As has been said, 1 minute you'll love it, the next you'll hate it as it shows everyone, but does look good when clean + polished :thumb:

Also, some cars really suit black / dark colours


----------



## LeeH (Jan 29, 2006)

Don’t do it. 


Sent from my iPad using Tapatalk Pro


----------



## makelja (May 9, 2011)

Black is not a color it is a career.


----------



## Steveom2 (Jul 29, 2018)

Have to agree with everyone that they don’t stay looking good for long but my god they look awesome :thumb:


----------



## Cookies (Dec 10, 2008)

I've owned several black cars. They're really hard work, but the rewards for that work are incredible.

Would I buy another one? 

Yep. 

Cooks

Sent from my SM-G950F using Tapatalk


----------



## FallenAngel (Oct 24, 2015)

No! I would not even consider one! Too much work if you have life beside detailing


----------



## DimitriUK (Jan 18, 2017)

black is a royal pita, but again if detailing is your hobby the reward when clean is great


----------



## Stoner (Jun 25, 2010)

I love a shiny, black car but keeping it that way is so hard! Choose another colour for your sanity if you can!


----------



## Derekh929 (Aug 28, 2011)

Been there done that twice and unlikely to go back, wait I want a black e30 BMW badly like I had in the 80's:lol:


----------



## great gonzo (Nov 4, 2010)

Once you have black you keep coming back!! 
I’ve just gone back to black from silver after 4 years. 


Gonz.


----------



## sshooie (May 15, 2007)

Black cars look superb... for up to 30 minutes after the clean.

One of the few colours I could never live with for that very reason


----------



## wish wash (Aug 25, 2011)

I'll never own a black car again while I'm alive on planet earth.


----------



## olliewills (Feb 10, 2017)

Shiny said:


> There are worse things in the world than having a black car, such as having black car with Honda paint


Hmm, yes, I remember those days! I now have dark grey Honda paint, makes an the difference...


----------



## Titanium Htail (Mar 24, 2012)

I have two black cars, the emphasis is on being realistic in keeping it clean. The key is less touching, once washed decon plus cleaned the swirls are apparent. Having corrected the paint it was worth the effort. Lower water 0ppm help with the water management. Black at the standard was a career, unsustainable in the long term as a daily driver.

I summise white to need equal care, in looking for another car now, black would not put me off as I know how to get the best out of it plus the dedication needed.

Black is a test of how skilled one can produce good results over time.

John Tht.


----------



## Jack R (Dec 15, 2014)

Black is definitely the most rewarding colour when clean, but it gets dirty very quickly. My Land Rover was a pain, mainly because I liked playing in the mud but the Astra isn’t much better.


----------



## mgtf (Feb 20, 2015)

Thanks for your thoughts

So it’s hard work -the car is just the correct spec and waited 3 months to find!

As a matter of interest which colour is the nicest to work on, giving great results 

Thanks for your thoughts guys!


----------



## Jack R (Dec 15, 2014)

**Task**
Reproduce the stretch of the forum thread on black cars from "## sshooie (May" through "on planet earth.", word for word. The records are separate material, unrelated to the forum thread on black cars.

**Entries provided**

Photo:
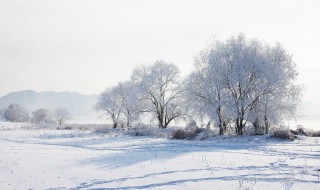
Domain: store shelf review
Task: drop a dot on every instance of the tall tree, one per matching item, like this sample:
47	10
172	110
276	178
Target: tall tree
245	80
159	91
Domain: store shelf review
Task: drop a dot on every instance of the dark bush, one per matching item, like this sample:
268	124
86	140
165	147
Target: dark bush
186	134
305	132
283	135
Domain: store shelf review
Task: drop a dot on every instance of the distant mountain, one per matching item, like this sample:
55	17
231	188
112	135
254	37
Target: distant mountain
77	104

**Written solution**
## sshooie (May 15, 2007)

Black cars look superb... for up to 30 minutes after the clean.

One of the few colours I could never live with for that very reason


----------



## wish wash (Aug 25, 2011)

I'll never own a black car again while I'm alive on planet earth.